Your instructions: The entries must be set down again word for word; no pictures belong in the copy.

Data shown:

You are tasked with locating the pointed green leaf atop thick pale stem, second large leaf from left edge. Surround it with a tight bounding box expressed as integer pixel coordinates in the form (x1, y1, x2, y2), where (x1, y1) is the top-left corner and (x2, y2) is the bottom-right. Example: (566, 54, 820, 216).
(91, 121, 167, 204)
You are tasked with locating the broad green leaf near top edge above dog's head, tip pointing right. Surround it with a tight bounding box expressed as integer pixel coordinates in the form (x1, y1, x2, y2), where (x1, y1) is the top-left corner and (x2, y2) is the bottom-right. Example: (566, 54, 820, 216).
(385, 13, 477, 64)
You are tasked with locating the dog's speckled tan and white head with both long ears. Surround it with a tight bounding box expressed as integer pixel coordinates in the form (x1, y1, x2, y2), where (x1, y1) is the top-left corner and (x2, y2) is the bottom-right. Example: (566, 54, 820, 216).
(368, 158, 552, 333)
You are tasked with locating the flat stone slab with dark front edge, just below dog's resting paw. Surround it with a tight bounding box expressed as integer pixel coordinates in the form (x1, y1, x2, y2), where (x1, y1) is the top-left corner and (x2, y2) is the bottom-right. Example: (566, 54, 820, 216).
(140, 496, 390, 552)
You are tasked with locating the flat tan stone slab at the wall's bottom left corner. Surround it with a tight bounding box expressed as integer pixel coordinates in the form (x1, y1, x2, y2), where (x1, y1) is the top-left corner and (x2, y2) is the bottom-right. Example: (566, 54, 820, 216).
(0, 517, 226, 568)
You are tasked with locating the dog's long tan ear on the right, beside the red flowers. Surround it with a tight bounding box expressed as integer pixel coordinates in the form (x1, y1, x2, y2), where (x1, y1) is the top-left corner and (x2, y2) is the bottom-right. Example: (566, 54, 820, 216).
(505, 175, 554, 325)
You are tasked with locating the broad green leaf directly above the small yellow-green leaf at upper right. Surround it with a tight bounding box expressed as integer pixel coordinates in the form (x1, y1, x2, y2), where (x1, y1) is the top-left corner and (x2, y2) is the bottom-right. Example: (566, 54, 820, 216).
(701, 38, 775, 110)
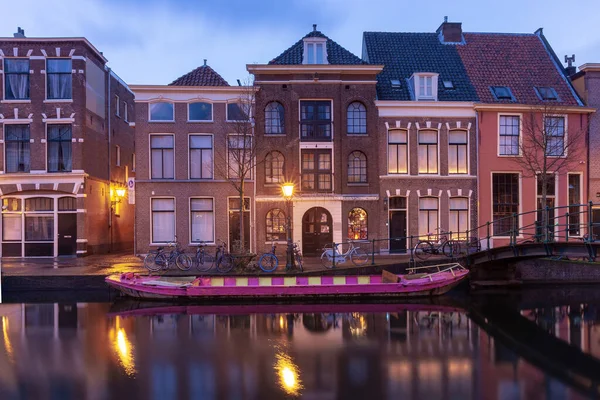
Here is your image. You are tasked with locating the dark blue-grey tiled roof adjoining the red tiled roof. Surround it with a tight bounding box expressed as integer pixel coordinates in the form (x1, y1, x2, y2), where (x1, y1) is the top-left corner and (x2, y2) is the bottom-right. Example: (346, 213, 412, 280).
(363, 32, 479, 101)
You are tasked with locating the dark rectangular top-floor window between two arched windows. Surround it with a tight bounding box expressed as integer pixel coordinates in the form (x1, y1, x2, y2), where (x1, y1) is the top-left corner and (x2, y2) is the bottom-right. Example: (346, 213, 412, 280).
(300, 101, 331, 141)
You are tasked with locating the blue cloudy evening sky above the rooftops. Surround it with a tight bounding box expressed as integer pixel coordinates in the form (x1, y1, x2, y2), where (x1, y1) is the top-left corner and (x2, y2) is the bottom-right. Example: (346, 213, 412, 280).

Exercise answer:
You are tasked with locating the pointed green leaf atop thick pale stem, second large leaf from left edge. Surround it with a tight bounding box expressed as integer pixel coordinates in the form (x1, y1, x2, y2), where (x1, y1) is the top-left corner and (x2, y2) is the bottom-right. Example: (566, 54, 820, 216).
(91, 121, 167, 204)
You are tasked with locating the broad green leaf near top edge above dog's head, tip pointing right. Surround it with a tight bounding box expressed as integer pixel coordinates in the form (x1, y1, x2, y2), where (x1, y1) is the top-left corner and (x2, y2) is the bottom-right. Example: (566, 54, 820, 216).
(385, 13, 477, 64)
You are tasked with locating the dog's speckled tan and white head with both long ears. Surround it with a tight bounding box expressed as integer pixel coordinates in the form (x1, y1, x2, y2), where (x1, y1) is the top-left corner and (x2, y2) is the bottom-right. Example: (566, 54, 820, 216).
(368, 158, 552, 333)
You are tasked with locating the flat stone slab with dark front edge, just below dog's resting paw. Surround it with a tight bounding box expressed as integer pixel coordinates in the form (x1, y1, x2, y2), where (x1, y1) is the top-left corner and (x2, y2) is the bottom-right. Example: (566, 54, 820, 216).
(140, 496, 390, 552)
You are tasked with locating the flat tan stone slab at the wall's bottom left corner. Surround it with a tight bounding box expressed as integer pixel coordinates in the form (x1, y1, x2, y2), where (x1, y1) is the top-left corner and (x2, y2) is the bottom-right. Example: (566, 54, 820, 216).
(0, 517, 226, 568)
You are tasked with locating the dog's long tan ear on the right, beside the red flowers. Surround it with a tight bounding box expressed as integer pixel coordinates in the form (x1, y1, x2, y2), where (x1, y1) is the top-left corner and (x2, y2) is the bottom-right. Example: (566, 54, 820, 216).
(505, 175, 554, 325)
You are tasked with locating the broad green leaf directly above the small yellow-green leaf at upper right. Surround it with a tight bounding box expressed as integer pixel coordinates in the form (x1, y1, x2, y2), where (x1, y1) is the top-left corner and (x2, y2) is the bottom-right. Example: (566, 54, 820, 216).
(701, 38, 775, 110)
Here is your image. You are tasked with locating the dark blue-grey tiled roof adjoining the red tiled roof. Surround it with a tight bounding box expressed as integer pixel coordinates in the form (x1, y1, x2, y2), where (x1, y1) is the top-left corner and (x2, y2) is the bottom-right. Example: (346, 213, 412, 280).
(363, 32, 479, 101)
You are tasked with locating the dark rectangular top-floor window between two arched windows. Surround it with a tight bounding box expressed as integer pixel coordinates in the form (x1, y1, x2, y2), where (x1, y1) is the top-left corner and (x2, y2) is the bottom-right. Example: (346, 213, 412, 280).
(300, 101, 331, 141)
You are tasked with locating the blue cloudy evening sky above the rooftops. Surround it with a tight bounding box expressed as integer pixel coordinates in the form (x1, y1, x2, y2), where (x1, y1) is the top-left corner and (x2, y2) is the bottom-right. Example: (346, 213, 412, 280).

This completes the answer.